» **Work instruction**: Retype each record exactly.

Dataset entries:

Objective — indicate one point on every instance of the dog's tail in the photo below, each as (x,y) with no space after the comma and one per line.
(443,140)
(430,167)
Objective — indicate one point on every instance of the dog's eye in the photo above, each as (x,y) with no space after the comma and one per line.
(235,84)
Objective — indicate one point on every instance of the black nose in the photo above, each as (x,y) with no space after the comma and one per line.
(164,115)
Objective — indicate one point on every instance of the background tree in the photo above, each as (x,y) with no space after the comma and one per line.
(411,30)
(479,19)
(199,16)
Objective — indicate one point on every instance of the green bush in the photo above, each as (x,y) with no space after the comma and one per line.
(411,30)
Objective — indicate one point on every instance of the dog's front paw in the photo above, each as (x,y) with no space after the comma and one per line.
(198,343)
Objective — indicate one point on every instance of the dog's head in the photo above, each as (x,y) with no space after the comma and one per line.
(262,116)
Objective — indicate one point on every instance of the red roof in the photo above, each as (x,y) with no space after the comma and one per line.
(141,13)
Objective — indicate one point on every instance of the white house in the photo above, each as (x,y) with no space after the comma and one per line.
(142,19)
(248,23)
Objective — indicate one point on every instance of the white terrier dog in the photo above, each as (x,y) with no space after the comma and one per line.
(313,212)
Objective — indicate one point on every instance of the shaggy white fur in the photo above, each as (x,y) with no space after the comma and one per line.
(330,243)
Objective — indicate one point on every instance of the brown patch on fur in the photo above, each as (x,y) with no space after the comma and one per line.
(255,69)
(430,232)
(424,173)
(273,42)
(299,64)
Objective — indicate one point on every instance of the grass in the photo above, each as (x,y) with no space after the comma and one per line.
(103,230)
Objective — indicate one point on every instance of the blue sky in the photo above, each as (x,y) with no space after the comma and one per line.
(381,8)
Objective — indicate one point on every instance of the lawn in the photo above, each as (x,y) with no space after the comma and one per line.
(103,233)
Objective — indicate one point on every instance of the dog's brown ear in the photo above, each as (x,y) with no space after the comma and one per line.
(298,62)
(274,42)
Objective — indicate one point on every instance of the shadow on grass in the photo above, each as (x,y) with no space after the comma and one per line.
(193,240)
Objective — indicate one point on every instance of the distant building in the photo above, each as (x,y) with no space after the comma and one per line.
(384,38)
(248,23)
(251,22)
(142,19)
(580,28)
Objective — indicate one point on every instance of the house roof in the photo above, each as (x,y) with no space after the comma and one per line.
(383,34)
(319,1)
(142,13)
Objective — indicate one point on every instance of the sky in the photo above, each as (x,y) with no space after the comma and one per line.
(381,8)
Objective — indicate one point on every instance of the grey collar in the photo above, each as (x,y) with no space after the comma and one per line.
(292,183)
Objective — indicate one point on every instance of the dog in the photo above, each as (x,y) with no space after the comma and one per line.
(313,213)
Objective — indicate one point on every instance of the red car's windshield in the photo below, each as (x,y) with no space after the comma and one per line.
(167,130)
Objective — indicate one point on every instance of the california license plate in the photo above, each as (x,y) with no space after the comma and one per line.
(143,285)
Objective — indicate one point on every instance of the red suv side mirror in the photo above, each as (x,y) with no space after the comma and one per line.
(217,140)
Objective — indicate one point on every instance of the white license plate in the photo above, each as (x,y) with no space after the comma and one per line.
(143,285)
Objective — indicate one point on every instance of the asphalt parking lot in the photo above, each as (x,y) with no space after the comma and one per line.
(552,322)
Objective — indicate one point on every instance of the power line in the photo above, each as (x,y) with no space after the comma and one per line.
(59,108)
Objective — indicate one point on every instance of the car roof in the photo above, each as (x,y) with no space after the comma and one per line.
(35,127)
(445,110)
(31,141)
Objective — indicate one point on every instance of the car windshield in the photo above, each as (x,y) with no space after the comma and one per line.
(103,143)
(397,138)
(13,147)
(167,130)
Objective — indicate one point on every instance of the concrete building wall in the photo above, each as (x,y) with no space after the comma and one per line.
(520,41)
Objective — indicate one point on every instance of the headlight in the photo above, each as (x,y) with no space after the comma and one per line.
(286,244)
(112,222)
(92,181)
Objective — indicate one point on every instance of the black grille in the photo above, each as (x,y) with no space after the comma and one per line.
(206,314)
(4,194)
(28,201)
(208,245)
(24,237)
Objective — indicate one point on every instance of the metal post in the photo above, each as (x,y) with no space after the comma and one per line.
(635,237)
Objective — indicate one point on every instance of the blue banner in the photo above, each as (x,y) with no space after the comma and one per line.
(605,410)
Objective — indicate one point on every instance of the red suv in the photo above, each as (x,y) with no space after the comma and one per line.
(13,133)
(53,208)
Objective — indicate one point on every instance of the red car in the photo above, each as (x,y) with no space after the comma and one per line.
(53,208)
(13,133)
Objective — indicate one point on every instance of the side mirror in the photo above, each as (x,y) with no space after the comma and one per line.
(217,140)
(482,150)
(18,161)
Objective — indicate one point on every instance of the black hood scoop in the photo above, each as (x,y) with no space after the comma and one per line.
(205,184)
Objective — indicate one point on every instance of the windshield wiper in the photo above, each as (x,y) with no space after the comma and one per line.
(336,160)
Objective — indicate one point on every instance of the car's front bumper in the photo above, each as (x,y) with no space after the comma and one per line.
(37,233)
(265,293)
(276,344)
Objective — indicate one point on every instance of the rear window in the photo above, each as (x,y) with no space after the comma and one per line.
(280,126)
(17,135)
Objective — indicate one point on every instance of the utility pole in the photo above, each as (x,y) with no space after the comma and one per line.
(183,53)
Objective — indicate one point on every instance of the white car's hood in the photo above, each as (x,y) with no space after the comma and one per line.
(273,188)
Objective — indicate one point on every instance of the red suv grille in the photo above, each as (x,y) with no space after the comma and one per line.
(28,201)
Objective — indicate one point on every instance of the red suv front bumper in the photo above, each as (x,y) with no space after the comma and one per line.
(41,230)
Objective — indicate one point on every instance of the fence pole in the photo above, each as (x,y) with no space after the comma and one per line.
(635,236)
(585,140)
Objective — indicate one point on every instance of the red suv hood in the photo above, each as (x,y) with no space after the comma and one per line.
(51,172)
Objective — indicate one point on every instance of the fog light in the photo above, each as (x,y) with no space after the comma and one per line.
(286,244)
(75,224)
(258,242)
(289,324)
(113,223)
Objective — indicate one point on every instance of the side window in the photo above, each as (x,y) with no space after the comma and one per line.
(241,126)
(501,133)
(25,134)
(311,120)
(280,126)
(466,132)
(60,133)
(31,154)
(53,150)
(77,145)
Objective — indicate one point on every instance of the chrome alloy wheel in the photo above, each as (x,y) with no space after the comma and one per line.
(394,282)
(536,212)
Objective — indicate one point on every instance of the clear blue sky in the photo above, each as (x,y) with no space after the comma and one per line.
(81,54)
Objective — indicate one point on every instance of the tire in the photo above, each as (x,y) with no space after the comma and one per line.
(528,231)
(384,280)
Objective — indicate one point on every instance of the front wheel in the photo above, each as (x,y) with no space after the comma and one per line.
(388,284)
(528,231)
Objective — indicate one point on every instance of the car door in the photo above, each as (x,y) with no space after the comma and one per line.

» **Expected answer**:
Objective — indicate one point on every instance of the dog's tail in the photo below, each as (x,y) with no space after the comma and one per line.
(443,140)
(430,167)
Objective — indicate one point on every instance of the dog's eye in the photo above, each as (x,y) with no space after the comma and one per line.
(235,84)
Objective — indicate one point on every instance of the black nose in the photo above, each as (x,y) with no space after the comma and one per line.
(164,115)
Objective — indicate one point on every instance of the background tree in the photo above, each as (x,y) with no space after the comma and one per line.
(411,30)
(479,19)
(199,16)
Objective — indicate one point on every instance of the green bush in the photo above, each as (x,y) with no space after the comma and one per line.
(411,30)
Objective — indicate one point on every instance of the dog's front paw in the photo above, each as (x,y) with no space after the comma and one per line.
(198,343)
Objective — indicate one point on every instance of the dog's head in the photo above, each as (x,y) with no space after the comma and one per line.
(262,116)
Objective — indicate one point on every instance of the red roof in the photo above, each as (x,y) with no space after the comma and one per line.
(141,13)
Objective — indicate one point on every instance of the white house in the photo above, each as (x,y) with no space after the comma and one per line.
(142,19)
(248,23)
Objective — indicate one point on every instance of the white terrier dog in the photo above, each as (x,y) with no space after the comma and one per line.
(313,212)
Objective — indicate one point on every instance of the shaggy white fur in the photo above, each as (x,y) with no space after the comma and one per line.
(330,243)
Objective — indicate one point on every instance of the brown patch on fur in the photo above, each as (x,y) with no space after the comma and one per line.
(255,69)
(430,232)
(424,173)
(273,42)
(299,64)
Objective — indicate one point on every instance of the grass in the photo above, each as (x,y) with no space after the comma and one per line.
(103,230)
Objective — indicate one point on every instance of the blue sky in the photo above, each as (x,y) with no space after the comma and one per line.
(381,8)
Objective — indicate one point on every instance of the lawn in the photo above, each as (x,y) with no space after the comma and one per line.
(103,233)
Objective — indicate one point on every instance of the dog's brown ear in the photo above, each as (x,y) with no space after the comma and one per line.
(298,62)
(274,42)
Objective — indicate one point on every instance of the shadow on grass in the photo above, each as (x,y) with no space after the comma and one per line.
(193,240)
Objective — indicate one point on every instance of the distant building in the photo above, each as (x,y) with no space after the comma and one per line.
(384,38)
(248,23)
(251,22)
(142,19)
(580,28)
Objective — indicate one point on every instance of the house roof in the photo above, each as (x,y) with no space after the comma and one per line.
(383,34)
(319,1)
(142,13)
Objective — indicate one point on every instance of the sky in the photo above, each as (x,y) with no space after the comma and one per line.
(381,8)
Objective — indicate one point on every instance of the grey collar in the photo above, each as (x,y) with no space after the comma and one per line.
(292,183)
Objective — indicate one point on every instance of the dog in the photo above, each as (x,y) with no space after the comma and one per line.
(313,213)
Objective — indicate one point on every instance of the red car's windshield in the photo below, each as (x,y) with no space after the comma and one per line.
(167,130)
Objective — indicate one point on every instance of the california license plate in the photo above, each as (x,y) with no space after the comma and one per line.
(143,285)
Objective — indicate one point on every instance of the red suv side mirror in the photo above, each as (x,y) with no space after the comma and one per line.
(217,140)
Objective — indicate one point on every instance of the white license plate in the photo above, each as (x,y) with no space after the comma and one per line.
(143,285)
Objective — indicate one point on every instance of the asphalt parking lot in the photo above, each as (x,y) with no space after the comma and one per line.
(552,322)
Objective — indicate one point on every instance of the power line in the photo above, each as (x,y) with no space after the comma and one per line.
(59,108)
Objective — indicate one point on every instance of the car roof in the photo above, each as (x,y) with no space after the comma and one per line.
(35,127)
(445,110)
(31,141)
Objective — indicate one point on every instance of the car windshield in the photo above, each as (x,y) with no space after the comma and one per line.
(103,143)
(397,138)
(13,147)
(167,130)
Objective — indicate one point on every instance of the concrete building wall in the photo above, each as (x,y) with no space after the comma and one per line.
(520,41)
Objective — indicate one point on every instance of the headlight in the photo above, each as (x,y) with no space after the comma and one per line.
(286,244)
(112,222)
(92,181)
Objective — indicate one point on every instance of the black grille in the photo above, each as (x,y) with no space after the comma and one per line.
(206,314)
(4,194)
(28,201)
(208,245)
(24,237)
Objective — indicate one point on every instance of the metal post in the photo above, each as (x,y) with no space after the comma and one per line.
(635,237)
Objective — indicate one point on every instance of the blue banner in the photo above, each as (x,y) with no space after the comma and one per line.
(605,410)
Objective — indicate one point on every instance of the red suv in the photo above, each as (x,y) with no space after the comma and one per line.
(13,133)
(53,208)
Objective — indicate one point on every instance of the red car in the photo above, each as (x,y) with no space after the comma and one per line.
(53,208)
(13,133)
Objective — indicate one point on every instance of the side mirror in the photo above, each as (x,y) with no space after the comma and one per line.
(217,140)
(482,150)
(18,161)
Objective — indicate one point on every instance of the black hood scoop in the photo above, each as (x,y) with no space after the comma and one per line.
(205,184)
Objective — indicate one point on every instance of the windshield wiper in the photo above, each as (x,y) with no space after the comma and one per line.
(336,160)
Objective — indicate one point on every instance of the car's front bumper in the photo above, each as (x,y) with no space after the comma and one per line.
(37,233)
(265,293)
(276,344)
Objective — indicate one point on every instance of the rear window in the photo above, each as (x,y) with no space after the comma and one per line.
(280,126)
(17,135)
Objective — indicate one point on every instance of the utility pole in the photo above, each as (x,y) with no space after the comma and one per line.
(183,53)
Objective — indicate one point on every instance of the white car's hood in the photo above, each as (x,y) with no space after the comma and one per line.
(273,188)
Objective — indicate one point on every instance of the red suv grille in the photo above, each as (x,y) with no space after the comma and one per line.
(28,201)
Objective — indicate one point on every instance of the red suv front bumper in the photo above, each as (x,y) with no space after the comma and one per line.
(41,230)
Objective — indicate one point on every instance of the fence pole in the photo above, each as (x,y) with no space after the comma and one per line.
(635,236)
(585,140)
Objective — indicate one point on every instance of the red suv hood in the photo above, each as (x,y) with no space after the comma and one per line.
(51,172)
Objective — indicate one point on every instance of the fog light in the photo above, each as (x,y) with no space after the comma and one per line.
(286,244)
(75,224)
(258,242)
(289,324)
(113,223)
Objective — indicate one point on every instance of the side window in the photo above, each as (x,y) with no space after the comma and one per line.
(241,126)
(501,133)
(25,134)
(311,120)
(280,126)
(466,132)
(60,133)
(31,154)
(53,150)
(77,145)
Objective — indicate one point on every instance of the chrome alloy wheel in the photo above, each as (x,y) with no space after the comma and one per line.
(394,282)
(536,212)
Objective — indicate one point on every instance of the clear blue sky in the photo above, each as (x,y) with no space after the comma and one per line.
(81,54)
Objective — indicate one point on every instance of the tire in the photo above, each as (x,y) with no space after the comma and one per line.
(528,231)
(384,280)
Objective — indicate one point on every instance of the front wheel in the photo above, each as (x,y) with no space after the comma and one per line.
(388,284)
(528,231)
Objective — indicate one point on every instance of the car door in the photo above, each as (x,y) with no space after the comma and one per line.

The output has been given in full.